» Input material:
#####

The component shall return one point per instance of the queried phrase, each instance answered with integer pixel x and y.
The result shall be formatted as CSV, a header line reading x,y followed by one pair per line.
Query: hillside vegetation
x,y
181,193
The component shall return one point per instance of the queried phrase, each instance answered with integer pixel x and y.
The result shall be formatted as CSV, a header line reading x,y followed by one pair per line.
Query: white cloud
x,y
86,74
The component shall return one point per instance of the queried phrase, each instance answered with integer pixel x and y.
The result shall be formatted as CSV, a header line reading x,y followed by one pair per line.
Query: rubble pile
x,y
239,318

#####

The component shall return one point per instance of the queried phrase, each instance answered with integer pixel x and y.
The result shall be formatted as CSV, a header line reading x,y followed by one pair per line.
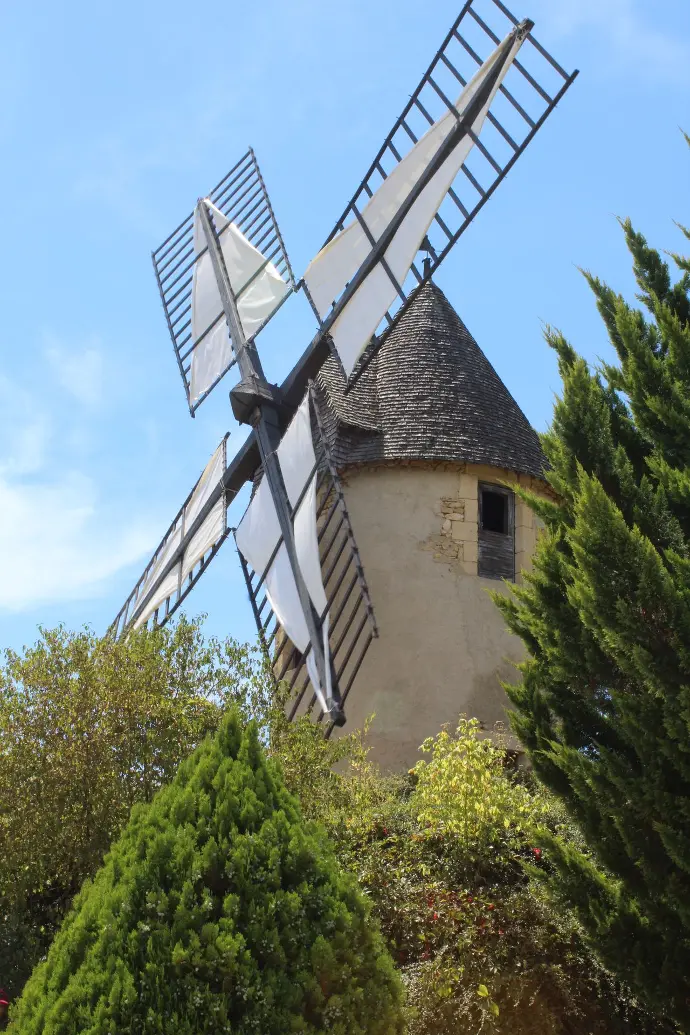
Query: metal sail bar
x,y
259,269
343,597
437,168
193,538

#####

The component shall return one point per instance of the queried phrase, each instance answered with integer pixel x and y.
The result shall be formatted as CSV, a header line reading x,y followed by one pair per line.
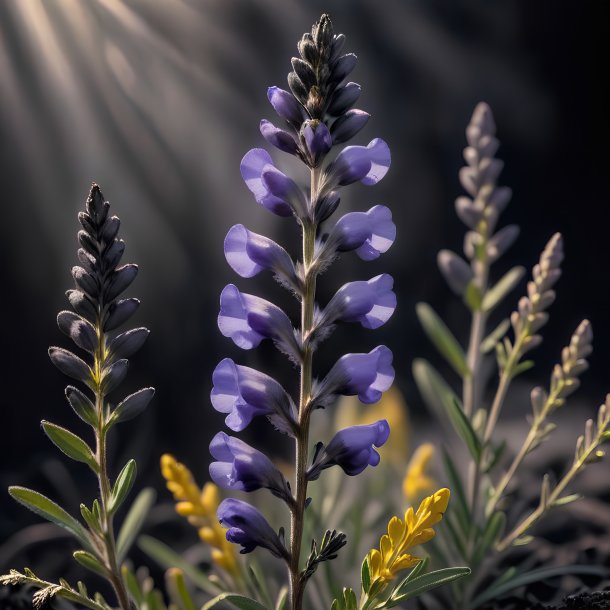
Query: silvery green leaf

#####

» What this task involves: Extract every line in the rows above that contains the word "Query", and list those lines in the order in which they appear.

» Result of the task:
Query: hillside vegetation
Query: white cloud
Query: rubble pile
Query: metal sail bar
Query: silvery green leaf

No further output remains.